> **What the task asks**
No line before the one containing "Please place a point on the front bumper" is to be output; retype exactly that line and all lines that follow it to the end of the records.

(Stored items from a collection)
[Start of Attachment]
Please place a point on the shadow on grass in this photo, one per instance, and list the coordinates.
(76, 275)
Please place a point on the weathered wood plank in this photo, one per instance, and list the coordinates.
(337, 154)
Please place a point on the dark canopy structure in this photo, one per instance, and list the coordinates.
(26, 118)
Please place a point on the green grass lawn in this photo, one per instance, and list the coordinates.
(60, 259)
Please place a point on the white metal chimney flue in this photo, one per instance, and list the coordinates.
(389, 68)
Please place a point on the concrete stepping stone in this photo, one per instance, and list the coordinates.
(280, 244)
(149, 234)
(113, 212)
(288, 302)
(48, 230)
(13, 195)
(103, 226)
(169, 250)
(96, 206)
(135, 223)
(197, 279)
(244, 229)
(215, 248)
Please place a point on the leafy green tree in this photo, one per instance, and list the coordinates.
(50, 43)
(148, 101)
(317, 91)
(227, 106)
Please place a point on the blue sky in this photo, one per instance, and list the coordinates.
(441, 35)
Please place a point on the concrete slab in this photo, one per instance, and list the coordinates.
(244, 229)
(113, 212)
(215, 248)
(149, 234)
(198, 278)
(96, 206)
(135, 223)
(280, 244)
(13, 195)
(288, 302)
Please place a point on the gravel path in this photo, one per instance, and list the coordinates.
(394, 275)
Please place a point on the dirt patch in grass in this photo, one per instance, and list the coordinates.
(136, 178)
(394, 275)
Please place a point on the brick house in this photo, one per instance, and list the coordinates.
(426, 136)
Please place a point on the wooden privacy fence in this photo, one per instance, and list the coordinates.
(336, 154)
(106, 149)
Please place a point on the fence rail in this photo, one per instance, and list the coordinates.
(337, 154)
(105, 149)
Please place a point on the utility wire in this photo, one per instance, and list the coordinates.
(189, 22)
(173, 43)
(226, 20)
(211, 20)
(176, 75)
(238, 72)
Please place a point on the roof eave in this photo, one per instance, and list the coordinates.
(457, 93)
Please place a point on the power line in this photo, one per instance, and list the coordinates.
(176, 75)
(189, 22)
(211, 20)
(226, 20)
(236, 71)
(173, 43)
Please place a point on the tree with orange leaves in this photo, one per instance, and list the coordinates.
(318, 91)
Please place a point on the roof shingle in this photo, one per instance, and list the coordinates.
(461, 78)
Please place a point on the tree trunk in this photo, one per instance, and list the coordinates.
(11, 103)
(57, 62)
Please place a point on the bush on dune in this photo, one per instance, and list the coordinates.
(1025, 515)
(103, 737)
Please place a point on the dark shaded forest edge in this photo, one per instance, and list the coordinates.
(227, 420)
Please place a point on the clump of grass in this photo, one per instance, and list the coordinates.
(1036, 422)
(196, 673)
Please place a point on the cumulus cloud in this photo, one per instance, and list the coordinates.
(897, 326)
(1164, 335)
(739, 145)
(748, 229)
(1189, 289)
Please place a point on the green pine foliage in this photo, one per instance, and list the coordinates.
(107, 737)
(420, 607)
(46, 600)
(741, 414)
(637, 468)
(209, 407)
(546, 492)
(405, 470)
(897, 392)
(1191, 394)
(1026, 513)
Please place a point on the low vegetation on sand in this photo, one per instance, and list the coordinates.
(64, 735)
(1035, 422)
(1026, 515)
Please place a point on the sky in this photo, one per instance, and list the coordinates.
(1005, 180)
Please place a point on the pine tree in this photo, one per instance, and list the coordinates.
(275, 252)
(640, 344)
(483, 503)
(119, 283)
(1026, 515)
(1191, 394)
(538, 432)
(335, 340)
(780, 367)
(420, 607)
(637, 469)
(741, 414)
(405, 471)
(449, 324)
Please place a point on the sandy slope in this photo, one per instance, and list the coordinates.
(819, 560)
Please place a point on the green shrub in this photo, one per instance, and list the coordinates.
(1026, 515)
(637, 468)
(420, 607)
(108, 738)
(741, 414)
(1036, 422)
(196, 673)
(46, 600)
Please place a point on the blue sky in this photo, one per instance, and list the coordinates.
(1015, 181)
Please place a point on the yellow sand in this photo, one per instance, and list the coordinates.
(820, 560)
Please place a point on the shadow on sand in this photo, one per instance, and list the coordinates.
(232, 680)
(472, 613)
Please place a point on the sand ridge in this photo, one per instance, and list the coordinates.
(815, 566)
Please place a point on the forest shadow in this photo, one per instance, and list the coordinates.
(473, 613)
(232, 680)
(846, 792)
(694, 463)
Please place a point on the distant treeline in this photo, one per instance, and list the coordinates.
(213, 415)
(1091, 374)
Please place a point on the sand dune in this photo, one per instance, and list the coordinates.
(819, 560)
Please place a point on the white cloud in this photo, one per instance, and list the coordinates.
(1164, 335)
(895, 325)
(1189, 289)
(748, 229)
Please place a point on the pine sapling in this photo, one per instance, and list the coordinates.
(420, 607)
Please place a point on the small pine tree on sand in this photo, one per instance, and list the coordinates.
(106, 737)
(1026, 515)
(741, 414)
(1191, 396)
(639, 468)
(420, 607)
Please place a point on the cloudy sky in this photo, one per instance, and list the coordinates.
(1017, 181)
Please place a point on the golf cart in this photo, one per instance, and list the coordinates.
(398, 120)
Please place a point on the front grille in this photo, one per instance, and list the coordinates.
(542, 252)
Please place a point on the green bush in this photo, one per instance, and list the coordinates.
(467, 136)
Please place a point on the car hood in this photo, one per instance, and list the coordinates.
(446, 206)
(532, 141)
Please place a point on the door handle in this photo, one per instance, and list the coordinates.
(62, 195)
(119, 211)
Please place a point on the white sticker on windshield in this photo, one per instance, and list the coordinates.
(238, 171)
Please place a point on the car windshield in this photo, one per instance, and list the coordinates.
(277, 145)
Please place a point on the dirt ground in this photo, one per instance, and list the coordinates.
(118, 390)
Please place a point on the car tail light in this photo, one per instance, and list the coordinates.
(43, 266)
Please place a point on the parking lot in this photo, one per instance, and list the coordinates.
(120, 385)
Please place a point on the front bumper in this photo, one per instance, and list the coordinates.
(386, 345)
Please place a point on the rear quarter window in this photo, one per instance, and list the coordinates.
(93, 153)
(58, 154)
[End of Attachment]
> **Answer to the exercise**
Please place a point on the front bumper in this photo, one per instance, and list the coordinates.
(386, 345)
Please place a point on the rear quarter window in this photo, one per instance, and list the coordinates.
(93, 153)
(58, 154)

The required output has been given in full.